RECORDS SUPPLIED:

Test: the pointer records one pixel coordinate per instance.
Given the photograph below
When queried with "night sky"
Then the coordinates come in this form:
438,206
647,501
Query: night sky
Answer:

--

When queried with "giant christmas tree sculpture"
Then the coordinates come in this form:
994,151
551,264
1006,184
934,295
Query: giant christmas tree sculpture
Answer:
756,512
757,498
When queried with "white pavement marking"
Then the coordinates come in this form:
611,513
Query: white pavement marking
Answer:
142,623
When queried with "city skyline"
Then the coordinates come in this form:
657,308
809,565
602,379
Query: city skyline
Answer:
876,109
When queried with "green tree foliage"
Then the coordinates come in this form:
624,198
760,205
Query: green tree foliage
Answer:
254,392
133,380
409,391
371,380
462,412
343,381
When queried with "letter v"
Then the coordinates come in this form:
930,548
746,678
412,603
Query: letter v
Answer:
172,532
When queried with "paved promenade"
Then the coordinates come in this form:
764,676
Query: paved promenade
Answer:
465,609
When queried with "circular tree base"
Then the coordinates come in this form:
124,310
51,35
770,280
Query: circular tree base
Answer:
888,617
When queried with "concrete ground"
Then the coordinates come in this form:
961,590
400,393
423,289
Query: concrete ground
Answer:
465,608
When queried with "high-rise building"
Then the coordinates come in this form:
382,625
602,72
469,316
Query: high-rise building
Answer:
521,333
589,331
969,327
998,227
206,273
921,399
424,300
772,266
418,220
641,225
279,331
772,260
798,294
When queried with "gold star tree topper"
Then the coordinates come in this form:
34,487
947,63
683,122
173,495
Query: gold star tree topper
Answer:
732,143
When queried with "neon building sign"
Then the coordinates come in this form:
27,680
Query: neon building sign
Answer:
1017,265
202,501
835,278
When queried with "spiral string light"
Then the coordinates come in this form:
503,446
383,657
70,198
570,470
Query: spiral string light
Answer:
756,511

OBJECTIVE: Copy out every line of the items above that contains the word "rise". Keep their original order.

THE ANSWER:
When queried with "high-rise building"
Query: high-rise building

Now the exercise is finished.